A run of rows
## begin
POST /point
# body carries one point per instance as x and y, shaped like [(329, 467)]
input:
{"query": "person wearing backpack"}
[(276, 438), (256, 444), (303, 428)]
## end
**Short problem:** Turn all the lines of the rows above into a numbered list, and drop any blank lines.

**Answer to this task:**
1. POST /point
2. # body carries one point per instance as x and y, shaped like [(329, 467)]
3. input:
4. {"query": "person wearing backpack"}
5. [(276, 438), (256, 444), (303, 428)]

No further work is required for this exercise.